Text shown:
<<<<

Thanks for the response. I do not want to make an entry in /etc/fstab because if I plug in a second usb disk which will probably end up as /dev/sdd1and it will get mounted with the default options again. What I am really looking for is some help with the hal configuration files in /usr/share/hal/fdi/ and subdirectories therein. I believe it is somewhere here that the default options are specified.

Anyway, you have given me a good idea. I can use udev to get the same /dev/ file for a given device and then the entry in fstab will make sure that the mounting happens with my choice of options. So, thanks again   :Smile:   .

----------

## SoylentGreen

 *kershell wrote:*   

> 
> 
> Anyway, you have given me a good idea. I can use udev to get the same /dev/ file for a given device and then the entry in fstab will make sure that the mounting happens with my choice of options. So, thanks again    .

 

idea? well, if there s another way, lemme know.

OTOH you are right, i thought it is supposed to work like that?

----------

## kershell

The thing is, at work I have a RedHat ES machine. It uses something called fstab-sync to write an entry to /etc/fstab whenever a device is plugged in. Note that the entry apears only after the device is plugged in and vanishes when the device is removed. Obviously then, this entry cannot supply the options with which the device will be mounted. The options with which the device gets mounted are written in the hal configuration files living in /usr/share/hal/fdi/. This directory and those below it have lots of XML files. I altered one of the files and it did alter the options with which the device was mounted as evident by the entry in /etc/fstab. However I reverted the change because I have no idea how this is suposed to be done and was concerned about unknowingly breaking something else. What this exercise did tell me is that the hal configuration has something to do with mounting options.

At home in Gentoo, I notice that when I plugin a device nothing gets written to /etc/fstab automatically. An entry does appear in /etc/mtab though. And there are far fewer files in the /usr/share/hal/fdi/ directory. What is hal doing anyway? If udev creates the /dev/file when a device is plugged in, and mounting options are read by hotplug from /etc/fstab? Who actually runs the mount command? hotplug? It definitely has a role because if I unmerge it automounting fails.

Do I sound confused? It is because I am.   :Confused: 

----------

## SoylentGreen

 *kershell wrote:*   

> The thing is, at work I have a RedHat ES machine. It uses something called fstab-sync to write an entry to /etc/fstab whenever a device is plugged in.

>>>>

Shape boundary entries
<<<<

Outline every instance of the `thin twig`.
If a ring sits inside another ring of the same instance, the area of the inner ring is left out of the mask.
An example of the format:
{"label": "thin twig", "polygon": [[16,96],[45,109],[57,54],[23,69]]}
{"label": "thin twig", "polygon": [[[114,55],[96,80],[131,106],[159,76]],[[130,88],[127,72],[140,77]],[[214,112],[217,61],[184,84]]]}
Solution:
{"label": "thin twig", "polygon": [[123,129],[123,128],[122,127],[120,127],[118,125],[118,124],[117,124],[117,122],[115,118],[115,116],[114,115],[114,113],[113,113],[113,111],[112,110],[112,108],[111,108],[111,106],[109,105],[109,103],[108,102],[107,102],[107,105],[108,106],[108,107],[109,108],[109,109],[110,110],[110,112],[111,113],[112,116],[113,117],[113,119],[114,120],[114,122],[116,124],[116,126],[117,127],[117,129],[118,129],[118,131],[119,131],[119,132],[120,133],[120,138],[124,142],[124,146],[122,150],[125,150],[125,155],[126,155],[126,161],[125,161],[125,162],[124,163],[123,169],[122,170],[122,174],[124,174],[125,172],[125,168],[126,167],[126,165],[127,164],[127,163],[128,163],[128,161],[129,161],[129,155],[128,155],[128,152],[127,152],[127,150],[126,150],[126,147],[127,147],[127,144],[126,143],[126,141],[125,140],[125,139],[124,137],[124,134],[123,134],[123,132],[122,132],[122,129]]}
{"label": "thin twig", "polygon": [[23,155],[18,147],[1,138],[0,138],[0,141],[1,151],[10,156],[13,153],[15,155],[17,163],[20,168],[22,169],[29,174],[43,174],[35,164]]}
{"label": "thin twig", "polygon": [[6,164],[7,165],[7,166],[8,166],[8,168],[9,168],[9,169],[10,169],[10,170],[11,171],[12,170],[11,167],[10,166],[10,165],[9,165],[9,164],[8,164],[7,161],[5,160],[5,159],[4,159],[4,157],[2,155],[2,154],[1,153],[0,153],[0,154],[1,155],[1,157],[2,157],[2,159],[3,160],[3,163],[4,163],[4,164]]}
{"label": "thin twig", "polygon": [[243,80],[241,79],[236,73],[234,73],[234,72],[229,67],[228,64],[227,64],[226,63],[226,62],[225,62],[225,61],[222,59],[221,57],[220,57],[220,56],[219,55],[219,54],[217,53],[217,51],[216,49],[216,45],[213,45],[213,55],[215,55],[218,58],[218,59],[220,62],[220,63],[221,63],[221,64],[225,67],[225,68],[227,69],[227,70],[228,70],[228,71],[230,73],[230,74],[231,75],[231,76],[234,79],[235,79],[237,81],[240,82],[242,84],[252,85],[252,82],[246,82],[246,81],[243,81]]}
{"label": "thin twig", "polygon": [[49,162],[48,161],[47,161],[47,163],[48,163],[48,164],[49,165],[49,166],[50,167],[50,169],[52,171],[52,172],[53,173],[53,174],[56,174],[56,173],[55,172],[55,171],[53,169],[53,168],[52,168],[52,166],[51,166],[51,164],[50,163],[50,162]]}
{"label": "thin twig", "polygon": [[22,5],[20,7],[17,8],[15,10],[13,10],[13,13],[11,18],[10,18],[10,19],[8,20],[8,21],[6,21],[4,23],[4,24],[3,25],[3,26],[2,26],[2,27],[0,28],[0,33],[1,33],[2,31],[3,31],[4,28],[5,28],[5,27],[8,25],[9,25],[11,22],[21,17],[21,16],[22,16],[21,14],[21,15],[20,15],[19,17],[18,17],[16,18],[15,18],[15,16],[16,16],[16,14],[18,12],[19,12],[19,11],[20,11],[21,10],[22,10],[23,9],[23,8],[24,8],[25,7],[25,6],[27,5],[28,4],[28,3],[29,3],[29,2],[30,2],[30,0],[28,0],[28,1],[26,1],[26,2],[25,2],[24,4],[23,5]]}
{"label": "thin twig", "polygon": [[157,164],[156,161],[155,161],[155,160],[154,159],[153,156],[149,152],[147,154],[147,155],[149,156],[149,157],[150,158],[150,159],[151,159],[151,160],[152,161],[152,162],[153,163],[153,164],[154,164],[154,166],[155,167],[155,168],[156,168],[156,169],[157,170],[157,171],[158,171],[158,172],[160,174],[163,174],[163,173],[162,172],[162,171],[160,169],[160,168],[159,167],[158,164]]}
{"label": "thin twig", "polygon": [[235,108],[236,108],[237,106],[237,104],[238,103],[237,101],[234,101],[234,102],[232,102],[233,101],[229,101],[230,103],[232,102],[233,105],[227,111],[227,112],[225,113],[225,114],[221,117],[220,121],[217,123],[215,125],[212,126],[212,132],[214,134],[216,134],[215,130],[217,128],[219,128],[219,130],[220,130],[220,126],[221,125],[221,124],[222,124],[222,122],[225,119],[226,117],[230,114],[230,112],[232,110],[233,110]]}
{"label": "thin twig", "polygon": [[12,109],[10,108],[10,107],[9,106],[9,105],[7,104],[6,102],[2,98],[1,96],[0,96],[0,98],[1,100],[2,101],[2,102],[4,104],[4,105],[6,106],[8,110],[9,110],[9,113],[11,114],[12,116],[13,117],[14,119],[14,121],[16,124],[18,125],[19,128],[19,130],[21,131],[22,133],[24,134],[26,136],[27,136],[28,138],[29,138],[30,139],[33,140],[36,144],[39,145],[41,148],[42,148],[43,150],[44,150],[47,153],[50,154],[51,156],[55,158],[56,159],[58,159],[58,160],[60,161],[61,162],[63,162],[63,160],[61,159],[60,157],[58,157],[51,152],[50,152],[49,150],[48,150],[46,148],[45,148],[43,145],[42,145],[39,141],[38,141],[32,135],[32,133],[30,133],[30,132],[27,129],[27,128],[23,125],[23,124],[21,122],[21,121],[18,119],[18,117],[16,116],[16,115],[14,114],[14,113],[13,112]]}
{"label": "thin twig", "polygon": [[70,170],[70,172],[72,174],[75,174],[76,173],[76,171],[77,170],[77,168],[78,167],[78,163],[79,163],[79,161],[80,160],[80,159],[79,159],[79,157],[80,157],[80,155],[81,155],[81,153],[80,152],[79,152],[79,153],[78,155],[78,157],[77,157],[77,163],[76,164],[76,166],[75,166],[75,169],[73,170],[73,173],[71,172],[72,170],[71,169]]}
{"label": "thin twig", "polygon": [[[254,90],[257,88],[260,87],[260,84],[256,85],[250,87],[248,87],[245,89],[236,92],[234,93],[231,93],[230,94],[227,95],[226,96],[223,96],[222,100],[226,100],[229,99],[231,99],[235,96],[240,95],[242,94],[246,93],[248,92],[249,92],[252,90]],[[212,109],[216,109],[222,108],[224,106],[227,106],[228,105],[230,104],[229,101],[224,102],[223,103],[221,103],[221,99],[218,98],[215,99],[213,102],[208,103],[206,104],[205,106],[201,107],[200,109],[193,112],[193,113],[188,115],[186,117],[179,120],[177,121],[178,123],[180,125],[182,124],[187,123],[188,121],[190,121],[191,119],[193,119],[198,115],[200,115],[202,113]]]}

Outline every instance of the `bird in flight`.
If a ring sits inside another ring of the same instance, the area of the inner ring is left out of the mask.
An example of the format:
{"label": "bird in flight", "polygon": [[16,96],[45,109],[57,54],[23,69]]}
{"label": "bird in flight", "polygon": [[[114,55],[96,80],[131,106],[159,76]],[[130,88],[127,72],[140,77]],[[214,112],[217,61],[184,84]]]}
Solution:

>>>>

Tasks:
- A) Answer these questions from the forum thread:
(i) What does the RedHat ES machine use to write an entry to /etc/fstab when a device is plugged in?
(ii) Which directory holds the hal configuration files the poster wants help with?
(iii) On the Gentoo machine, which file gets an entry when a device is plugged in?
- B) Return every line of the rows that contains the string "flight", matching case.
The forum thread and the rows are unrelated to each other.

Solved tasks:
- A)
(i) fstab-sync
(ii) /usr/share/hal/fdi/
(iii) /etc/mtab

- B)
Outline every instance of the `bird in flight`.
{"label": "bird in flight", "polygon": [[16,96],[45,109],[57,54],[23,69]]}
{"label": "bird in flight", "polygon": [[[114,55],[96,80],[131,106],[159,76]],[[130,88],[127,72],[140,77]],[[214,112],[217,61],[184,84]]]}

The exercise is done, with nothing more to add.